### Your assignment
Below is a block of records; return all of them exactly, but without the images.
The records START
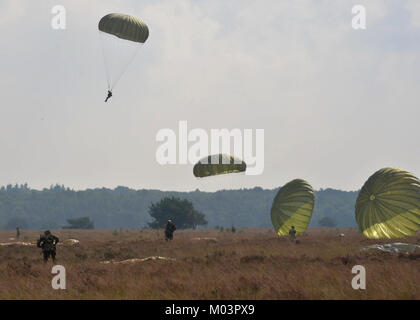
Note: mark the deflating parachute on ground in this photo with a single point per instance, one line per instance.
(388, 205)
(218, 164)
(293, 206)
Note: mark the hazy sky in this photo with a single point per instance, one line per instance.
(336, 104)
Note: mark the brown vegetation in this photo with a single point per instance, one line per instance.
(248, 264)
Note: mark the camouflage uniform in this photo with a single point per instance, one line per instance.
(47, 242)
(292, 233)
(169, 230)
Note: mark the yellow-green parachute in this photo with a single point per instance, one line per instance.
(218, 164)
(293, 206)
(125, 27)
(388, 205)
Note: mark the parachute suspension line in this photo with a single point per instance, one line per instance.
(105, 62)
(117, 79)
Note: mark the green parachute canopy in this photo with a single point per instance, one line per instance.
(218, 164)
(388, 205)
(293, 206)
(125, 27)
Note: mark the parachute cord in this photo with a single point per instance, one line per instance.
(105, 63)
(125, 68)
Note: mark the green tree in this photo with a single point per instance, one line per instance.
(181, 212)
(79, 223)
(327, 222)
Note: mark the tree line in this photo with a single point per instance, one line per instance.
(127, 208)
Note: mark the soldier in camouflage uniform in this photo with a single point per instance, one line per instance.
(169, 230)
(292, 233)
(47, 242)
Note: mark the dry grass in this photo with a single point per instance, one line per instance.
(250, 264)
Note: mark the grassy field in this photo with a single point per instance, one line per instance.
(249, 264)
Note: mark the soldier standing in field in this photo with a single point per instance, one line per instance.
(169, 230)
(47, 242)
(292, 233)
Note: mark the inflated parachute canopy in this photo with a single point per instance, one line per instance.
(218, 164)
(293, 206)
(388, 205)
(125, 27)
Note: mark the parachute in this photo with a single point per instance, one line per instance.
(218, 164)
(388, 205)
(221, 171)
(293, 206)
(122, 36)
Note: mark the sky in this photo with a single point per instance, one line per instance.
(336, 104)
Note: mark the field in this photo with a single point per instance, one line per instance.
(208, 264)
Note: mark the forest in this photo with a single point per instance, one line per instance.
(122, 207)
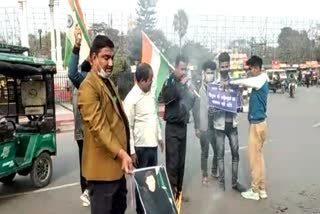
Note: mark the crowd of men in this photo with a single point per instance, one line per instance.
(116, 136)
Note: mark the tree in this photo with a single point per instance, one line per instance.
(180, 24)
(294, 46)
(196, 53)
(146, 12)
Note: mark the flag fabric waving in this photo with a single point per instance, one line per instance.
(75, 16)
(160, 65)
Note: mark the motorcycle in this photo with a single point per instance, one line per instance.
(292, 89)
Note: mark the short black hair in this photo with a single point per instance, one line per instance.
(100, 42)
(209, 65)
(181, 58)
(255, 61)
(142, 72)
(224, 57)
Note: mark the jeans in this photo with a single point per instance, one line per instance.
(147, 157)
(176, 145)
(232, 134)
(108, 197)
(83, 182)
(208, 138)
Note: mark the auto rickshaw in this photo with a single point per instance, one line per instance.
(277, 79)
(27, 118)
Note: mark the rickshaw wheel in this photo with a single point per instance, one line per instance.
(8, 179)
(41, 170)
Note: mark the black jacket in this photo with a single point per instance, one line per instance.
(178, 100)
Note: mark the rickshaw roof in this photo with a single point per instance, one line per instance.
(275, 70)
(18, 65)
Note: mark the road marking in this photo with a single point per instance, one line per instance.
(40, 190)
(316, 125)
(240, 148)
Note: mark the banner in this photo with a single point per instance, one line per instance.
The records END
### Written response
Note: mark the deflating parachute on ground in this photo with a single point per instance, one line per instance.
(388, 205)
(218, 164)
(293, 206)
Note: mark the hazy sky in this photo with a single point per instance, one line per instance.
(336, 104)
Note: mark the brown vegetation in this photo with a single point per instance, one line per instance.
(248, 264)
Note: mark the camouflage uniform in this photo with a single point per instance, one line per instance.
(47, 242)
(292, 233)
(169, 230)
Note: mark the yellow-green parachute in this photo with a single point per instance, one line per instance.
(218, 164)
(293, 206)
(125, 27)
(388, 205)
Note: mark the parachute suspension line in this photo with a single point per instance, one line per instance.
(105, 62)
(117, 79)
Note: mark the green parachute canopy in this photo with a single point per instance, one line per instance.
(218, 164)
(388, 205)
(293, 206)
(125, 27)
Note: mark the parachute cord in this photo with a single point per instance, one line per instance.
(105, 63)
(125, 68)
Note: mark the green tree in this photo with a single point per instance, one line per instance.
(181, 212)
(79, 223)
(327, 222)
Note: mark the tree line in this photo with a single point per instance, one line per instance.
(127, 208)
Note: mark the soldier in camouflage uniform in this photo with a single point per instance, one line per instance.
(169, 230)
(292, 233)
(47, 242)
Note: mark the dry grass in this photo with a single point per instance, one line per instance.
(250, 264)
Note: mark the grassy field in this photo with a single point per instance, one line per instance.
(249, 264)
Note: mark the soldier standing in field in this photo with a single point per instance, one line per instance.
(169, 230)
(47, 242)
(292, 233)
Note: mark the inflated parachute canopy in this photo with a single point per instance, one line per instance.
(218, 164)
(293, 206)
(388, 205)
(125, 27)
Note: mark the parachute in this photo with a single point per instance, one line per instance.
(218, 164)
(388, 205)
(221, 171)
(293, 206)
(122, 36)
Note: mark the sky in this photo with a single point per instance, one line per instance.
(336, 104)
Note: mark the field in this photo with a single point per instance, one line per instance.
(208, 264)
Note: mark the forest in this photo with a single point per instance, one line per instance.
(122, 207)
Note: mark the crowd of men in this photo with a single point per instance, one line per instance.
(116, 136)
Note: mark the tree in this photo with a single point per instance, one line per instance.
(180, 24)
(294, 46)
(196, 53)
(146, 12)
Note: mark the flag fabric waving in this photo with a single point per instance, one line per instance.
(75, 16)
(160, 65)
Note: mark the motorcycle in this photo with a single point per instance, one line per instance.
(292, 89)
Note: mark the short black hair in this photo with a single point per instance, one line per instance.
(100, 42)
(209, 65)
(181, 58)
(255, 61)
(142, 72)
(224, 57)
Note: mark the jeans in this photo with a single point per instance, one line per instance.
(147, 157)
(176, 145)
(232, 134)
(108, 197)
(83, 182)
(208, 138)
Note: mark the auto rickshaw in this photo with a single point per instance, one line per instance.
(277, 79)
(27, 118)
Note: mark the rickshaw wheel in this photo with a single point per instance, one line per instance.
(8, 179)
(41, 170)
Note: mark the black jacket in this photo with a single point per instance, one line per instance.
(178, 100)
Note: mark the rickshaw roof in this photo with a single point per instance, one line per instance.
(275, 70)
(18, 65)
Note: mark the road marking in this photo with a single point per instance, one line per instance.
(40, 190)
(316, 125)
(240, 148)
Note: mark the banner in this photo with a single point per instance, one line per instance.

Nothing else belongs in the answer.